— Written instruction —
Write down every entry below once more, exactly.

========================================================================

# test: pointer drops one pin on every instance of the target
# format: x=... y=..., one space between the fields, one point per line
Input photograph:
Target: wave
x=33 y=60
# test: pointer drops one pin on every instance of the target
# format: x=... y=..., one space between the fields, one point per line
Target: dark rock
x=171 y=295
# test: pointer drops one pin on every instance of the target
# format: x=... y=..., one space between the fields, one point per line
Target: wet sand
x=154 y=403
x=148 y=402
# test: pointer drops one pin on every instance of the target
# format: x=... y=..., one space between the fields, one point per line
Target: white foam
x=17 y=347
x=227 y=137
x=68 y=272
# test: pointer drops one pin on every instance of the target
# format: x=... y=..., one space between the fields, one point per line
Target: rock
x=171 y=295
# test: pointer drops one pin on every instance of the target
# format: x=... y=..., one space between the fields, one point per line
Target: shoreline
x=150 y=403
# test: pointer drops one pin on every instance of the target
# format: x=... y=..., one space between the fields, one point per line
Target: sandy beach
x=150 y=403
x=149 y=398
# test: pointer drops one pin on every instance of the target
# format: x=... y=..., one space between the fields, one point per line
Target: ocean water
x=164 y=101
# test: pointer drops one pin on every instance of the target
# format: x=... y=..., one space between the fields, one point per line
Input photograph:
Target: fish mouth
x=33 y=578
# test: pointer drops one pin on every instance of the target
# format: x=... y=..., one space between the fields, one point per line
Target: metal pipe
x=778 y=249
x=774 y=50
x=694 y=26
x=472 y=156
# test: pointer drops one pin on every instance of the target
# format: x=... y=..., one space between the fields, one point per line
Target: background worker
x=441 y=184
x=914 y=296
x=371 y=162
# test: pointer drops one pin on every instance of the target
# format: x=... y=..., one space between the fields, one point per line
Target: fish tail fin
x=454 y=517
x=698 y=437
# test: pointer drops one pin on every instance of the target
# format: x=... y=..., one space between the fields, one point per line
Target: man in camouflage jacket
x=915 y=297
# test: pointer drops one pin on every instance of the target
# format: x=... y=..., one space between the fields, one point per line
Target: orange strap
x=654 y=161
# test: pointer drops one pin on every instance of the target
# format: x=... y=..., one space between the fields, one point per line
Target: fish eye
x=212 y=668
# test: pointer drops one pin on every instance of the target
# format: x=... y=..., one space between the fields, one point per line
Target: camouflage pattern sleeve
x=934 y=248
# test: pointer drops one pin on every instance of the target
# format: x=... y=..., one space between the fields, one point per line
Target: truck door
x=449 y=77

========================================================================

— Finished exercise —
# test: pointer drops one pin on every instance of the target
# format: x=... y=..., one space between the fields, one point per line
Input photograph:
Target: wave
x=33 y=60
# test: pointer drops one pin on every instance of the target
# format: x=... y=..., one space between the fields, one point per line
Target: dark rock
x=171 y=295
# test: pointer drops one pin on every instance of the target
# format: x=... y=..., one space between the fields, one point per line
Target: wet sand
x=154 y=403
x=148 y=402
# test: pointer drops one pin on every instance of the target
# format: x=... y=..., one space between the fields, one point per line
Target: white foam
x=17 y=347
x=227 y=137
x=68 y=272
# test: pointer drops one pin on every instance of the target
# format: x=... y=..., one space between the fields, one point per line
Target: rock
x=171 y=295
# test: pointer drops one pin on every instance of the target
# format: x=... y=..., one space between the fields, one point per line
Target: shoreline
x=150 y=403
# test: pointer drops one pin on every instance of the target
# format: x=... y=..., one space between the fields, one point per line
Target: sandy beach
x=150 y=403
x=149 y=398
# test: pointer drops one pin on every instance of the target
# format: x=... y=..., one space between the fields, one point per line
Target: ocean water
x=164 y=101
# test: pointer drops one pin on every instance of the target
# format: x=... y=..., one space between the fields, one point per line
Input photograph:
Target: fish mouth
x=33 y=578
# test: pointer drops one pin on every instance of the target
# format: x=... y=..., one space between the fields, one point per line
Target: metal pipe
x=778 y=249
x=774 y=50
x=694 y=26
x=472 y=156
# test: pointer drops one pin on every instance of the target
# format: x=... y=..., one space between the fields, one point per line
Target: background worker
x=441 y=184
x=914 y=296
x=371 y=162
# test: pointer drops one pin on every instance of the target
# format: x=... y=..., one space between the fields, one point per line
Target: fish tail fin
x=454 y=517
x=698 y=437
# test: pointer drops one pin on every instance of the target
# format: x=... y=..., one space between the fields, one point per line
Target: man in camouflage jacket
x=915 y=297
# test: pointer drops one pin on every instance of the target
# format: x=... y=..., one space between the fields, one point per line
Target: orange strap
x=654 y=161
# test: pointer drops one pin on every instance of the target
# format: x=... y=..., one space between the fields, one point per line
Target: fish eye
x=212 y=668
# test: pointer drops one pin on every instance of the target
# format: x=... y=..., one space between the fields, one point per line
Target: camouflage pattern sleeve
x=934 y=248
# test: pointer drops one pin on every instance of the target
# format: x=... y=..., one space between the fields, one point per line
Target: truck door
x=449 y=77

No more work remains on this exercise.